__Exercises__.
a) According to the study description, in what month and year did recruitment begin?
b) Copy from the study description the part that opens with the words containing "Baseline data collection" and closes with "baseline visit (T_0_).", keeping every word the same.

__Text segment__.
***
Methods and analysis
Study design
MODERNISED (ISRCTN17299125) is a multicentre prospective, non-interventional, case–control study recruiting 1000 participants with known cancer, 250 under investigation for cancer where cancer was ruled out, and 100 healthy volunteers. Participants will be recruited from five secondary care sites and healthy volunteer register banks, or hospital or university staff in England. Recruitment began in January 2025. Recruitment is underway, and version 2 (01 April 2025) is the latest version of the study protocol at the time of submitting this manuscript. Important protocol modifications are reported to relevant parties as part of the SCTU’s standard operating procedures.
Study participants
The first cohort, ‘cancer cases’, will consist of 1000 adults recently diagnosed with one of the 10 cancers, recruited from secondary care sites prior to treatment. The second cohort, ‘symptomatic controls’, will consist of 250 adults either currently or previously under investigation for one of the 10 cancers, recruited from secondary care sites, who are found to be cancer-free following normal diagnostic pathways. Participants in this cohort who are found to have cancer during follow-up will be moved to the cancer cases cohort. These participants will be reached via screening of clinic lists and approached during routine hospital visits for symptom investigation, or by phone call to invite them to attend an enrolment visit. The third cohort, ‘healthy volunteers’, will consist of 100 adults with no known cancer and no active symptoms indicative of cancer, recruited from volunteer groups at secondary care sites, or University and hospital staff if recruitment is slower than anticipated. These participants will be reached by advertisement of the study in email newsletters and invited to attend recruitment clinics. Participants in this cohort who are found to have cancer during follow-up will be moved to the cancer cases cohort. Full inclusion and exclusion criteria can be found in table 1. The study workflow is outlined in figure 1.
MODERNISED study workflow. CRF, clinical research facility; SCTU, Southampton Clinical Trials Unit; UHS, University Hospital Southampton.
Baseline data collection
Clinic and MDT lists will be screened regularly (minimum two times per day) to identify cancer cases referred to relevant clinics. Clinic and 28-day faster diagnosis pathway lists will also be used to identify individuals referred to secondary care by their general practitioner for symptoms, which indicate that they may have one of the 10 cancers being investigated. Healthy volunteers are recruited from registers where they have consented to be approached for involvement in research and will be contacted by the research team. If recruitment of healthy volunteers is challenging, the protocol allows for members of staff at the University Hospital Southampton and the University of Southampton to be approached. Those providing informed consent will be invited to a baseline visit (T_0_).
***
__Study material__.
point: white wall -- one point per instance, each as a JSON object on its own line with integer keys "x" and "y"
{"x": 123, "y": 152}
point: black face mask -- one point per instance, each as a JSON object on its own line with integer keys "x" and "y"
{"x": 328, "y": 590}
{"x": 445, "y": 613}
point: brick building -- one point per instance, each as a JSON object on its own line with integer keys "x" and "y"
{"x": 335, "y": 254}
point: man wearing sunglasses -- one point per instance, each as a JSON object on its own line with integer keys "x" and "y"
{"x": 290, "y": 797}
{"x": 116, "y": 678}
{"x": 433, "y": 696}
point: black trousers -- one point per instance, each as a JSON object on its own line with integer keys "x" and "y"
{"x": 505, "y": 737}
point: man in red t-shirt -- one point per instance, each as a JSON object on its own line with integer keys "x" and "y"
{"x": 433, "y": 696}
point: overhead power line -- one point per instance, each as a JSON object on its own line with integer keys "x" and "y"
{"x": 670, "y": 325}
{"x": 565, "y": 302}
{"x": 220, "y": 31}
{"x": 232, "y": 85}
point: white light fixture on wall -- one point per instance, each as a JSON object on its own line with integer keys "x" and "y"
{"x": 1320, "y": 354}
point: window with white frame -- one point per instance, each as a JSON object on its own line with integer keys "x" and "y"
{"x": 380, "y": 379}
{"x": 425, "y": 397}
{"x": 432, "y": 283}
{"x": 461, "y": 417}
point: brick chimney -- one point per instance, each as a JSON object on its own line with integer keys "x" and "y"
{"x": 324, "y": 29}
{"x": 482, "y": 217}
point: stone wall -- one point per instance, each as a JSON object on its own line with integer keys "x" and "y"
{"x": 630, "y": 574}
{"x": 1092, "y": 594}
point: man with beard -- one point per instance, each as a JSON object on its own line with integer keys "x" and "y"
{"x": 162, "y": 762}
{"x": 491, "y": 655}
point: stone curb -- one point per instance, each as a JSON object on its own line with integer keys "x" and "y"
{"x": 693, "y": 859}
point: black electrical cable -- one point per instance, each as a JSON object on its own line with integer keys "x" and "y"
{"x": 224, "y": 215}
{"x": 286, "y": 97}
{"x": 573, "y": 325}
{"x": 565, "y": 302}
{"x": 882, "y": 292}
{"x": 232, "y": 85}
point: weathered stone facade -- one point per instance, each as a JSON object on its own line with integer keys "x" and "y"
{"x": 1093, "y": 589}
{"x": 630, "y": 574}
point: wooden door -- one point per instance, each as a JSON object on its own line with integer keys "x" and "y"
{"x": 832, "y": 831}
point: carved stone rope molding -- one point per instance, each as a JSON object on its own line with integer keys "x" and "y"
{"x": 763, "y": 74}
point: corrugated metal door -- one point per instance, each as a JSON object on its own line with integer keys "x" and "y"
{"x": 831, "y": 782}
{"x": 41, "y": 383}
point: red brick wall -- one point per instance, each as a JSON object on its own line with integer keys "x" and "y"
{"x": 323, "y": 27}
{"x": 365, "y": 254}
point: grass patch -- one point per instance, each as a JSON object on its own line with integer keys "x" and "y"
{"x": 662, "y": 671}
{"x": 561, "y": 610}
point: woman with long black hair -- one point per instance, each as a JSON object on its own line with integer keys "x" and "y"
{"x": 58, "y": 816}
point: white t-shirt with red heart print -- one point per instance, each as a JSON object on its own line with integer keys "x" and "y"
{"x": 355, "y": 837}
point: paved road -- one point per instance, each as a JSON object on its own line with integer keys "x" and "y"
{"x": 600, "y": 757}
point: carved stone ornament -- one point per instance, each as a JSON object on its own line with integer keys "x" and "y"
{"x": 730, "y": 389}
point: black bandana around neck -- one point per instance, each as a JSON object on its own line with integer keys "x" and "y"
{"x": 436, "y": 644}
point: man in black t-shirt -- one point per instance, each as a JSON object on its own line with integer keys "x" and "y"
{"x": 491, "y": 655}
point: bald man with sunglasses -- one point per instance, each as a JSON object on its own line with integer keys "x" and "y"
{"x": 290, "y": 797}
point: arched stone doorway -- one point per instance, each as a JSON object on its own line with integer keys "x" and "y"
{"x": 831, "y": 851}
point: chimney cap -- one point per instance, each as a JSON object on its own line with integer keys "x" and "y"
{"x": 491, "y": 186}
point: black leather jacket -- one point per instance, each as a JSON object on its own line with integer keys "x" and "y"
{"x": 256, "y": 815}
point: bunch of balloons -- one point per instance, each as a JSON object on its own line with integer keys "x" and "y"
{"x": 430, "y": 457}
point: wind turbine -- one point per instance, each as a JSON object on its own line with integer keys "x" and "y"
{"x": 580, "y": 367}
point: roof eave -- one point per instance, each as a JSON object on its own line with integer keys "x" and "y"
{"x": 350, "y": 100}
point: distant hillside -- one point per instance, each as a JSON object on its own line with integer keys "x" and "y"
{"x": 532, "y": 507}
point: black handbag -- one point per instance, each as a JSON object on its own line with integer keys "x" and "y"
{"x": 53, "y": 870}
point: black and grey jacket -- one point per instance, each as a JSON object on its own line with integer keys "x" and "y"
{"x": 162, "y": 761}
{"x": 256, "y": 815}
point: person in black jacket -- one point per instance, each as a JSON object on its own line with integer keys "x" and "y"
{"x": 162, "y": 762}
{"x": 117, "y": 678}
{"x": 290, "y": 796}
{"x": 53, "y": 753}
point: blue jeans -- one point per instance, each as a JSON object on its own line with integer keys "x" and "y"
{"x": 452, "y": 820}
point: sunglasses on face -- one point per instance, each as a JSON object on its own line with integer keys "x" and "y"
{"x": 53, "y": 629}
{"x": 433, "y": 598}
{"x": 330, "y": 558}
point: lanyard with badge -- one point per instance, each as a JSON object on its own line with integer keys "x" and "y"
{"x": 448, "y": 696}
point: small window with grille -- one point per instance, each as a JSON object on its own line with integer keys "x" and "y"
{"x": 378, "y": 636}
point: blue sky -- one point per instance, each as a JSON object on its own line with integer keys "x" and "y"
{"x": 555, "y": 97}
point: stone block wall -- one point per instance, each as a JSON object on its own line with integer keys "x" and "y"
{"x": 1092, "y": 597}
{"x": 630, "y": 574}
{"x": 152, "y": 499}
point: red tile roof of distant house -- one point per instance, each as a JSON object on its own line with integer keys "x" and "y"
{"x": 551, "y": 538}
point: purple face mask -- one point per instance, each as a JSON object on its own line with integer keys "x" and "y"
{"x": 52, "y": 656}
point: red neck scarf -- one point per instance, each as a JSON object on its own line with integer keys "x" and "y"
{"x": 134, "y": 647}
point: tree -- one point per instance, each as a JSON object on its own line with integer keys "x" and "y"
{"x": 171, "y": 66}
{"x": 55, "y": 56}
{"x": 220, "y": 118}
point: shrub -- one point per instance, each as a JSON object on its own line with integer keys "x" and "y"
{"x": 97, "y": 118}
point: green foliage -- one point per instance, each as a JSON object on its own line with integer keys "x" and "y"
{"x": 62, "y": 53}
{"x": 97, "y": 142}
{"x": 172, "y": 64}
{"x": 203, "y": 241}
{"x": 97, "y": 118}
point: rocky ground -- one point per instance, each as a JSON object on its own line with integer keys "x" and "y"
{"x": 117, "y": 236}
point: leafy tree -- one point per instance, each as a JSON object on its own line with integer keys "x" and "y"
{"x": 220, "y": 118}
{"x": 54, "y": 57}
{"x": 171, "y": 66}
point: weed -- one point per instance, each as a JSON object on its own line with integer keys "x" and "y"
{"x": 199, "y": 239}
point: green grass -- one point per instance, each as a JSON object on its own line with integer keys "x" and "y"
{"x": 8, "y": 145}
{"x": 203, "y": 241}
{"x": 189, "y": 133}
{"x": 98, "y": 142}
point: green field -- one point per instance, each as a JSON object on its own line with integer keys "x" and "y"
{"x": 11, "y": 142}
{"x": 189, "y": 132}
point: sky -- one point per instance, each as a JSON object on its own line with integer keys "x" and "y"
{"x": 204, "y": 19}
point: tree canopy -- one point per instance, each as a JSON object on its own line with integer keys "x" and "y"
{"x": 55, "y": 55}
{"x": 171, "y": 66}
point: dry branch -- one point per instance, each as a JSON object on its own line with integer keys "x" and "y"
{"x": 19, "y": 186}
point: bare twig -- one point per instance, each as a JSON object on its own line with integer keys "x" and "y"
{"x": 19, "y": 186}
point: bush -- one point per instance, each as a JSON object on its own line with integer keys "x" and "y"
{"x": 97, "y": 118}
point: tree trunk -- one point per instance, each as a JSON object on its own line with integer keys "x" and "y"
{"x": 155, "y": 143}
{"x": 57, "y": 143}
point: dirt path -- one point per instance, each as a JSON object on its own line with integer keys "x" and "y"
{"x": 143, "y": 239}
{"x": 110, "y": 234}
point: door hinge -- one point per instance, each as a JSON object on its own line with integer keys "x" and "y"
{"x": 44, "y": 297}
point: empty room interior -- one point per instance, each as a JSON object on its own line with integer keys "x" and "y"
***
__Responses per task__.
a) January 2025

b)
Baseline data collection
Clinic and MDT lists will be screened regularly (minimum two times per day) to identify cancer cases referred to relevant clinics. Clinic and 28-day faster diagnosis pathway lists will also be used to identify individuals referred to secondary care by their general practitioner for symptoms, which indicate that they may have one of the 10 cancers being investigated. Healthy volunteers are recruited from registers where they have consented to be approached for involvement in research and will be contacted by the research team. If recruitment of healthy volunteers is challenging, the protocol allows for members of staff at the University Hospital Southampton and the University of Southampton to be approached. Those providing informed consent will be invited to a baseline visit (T_0_).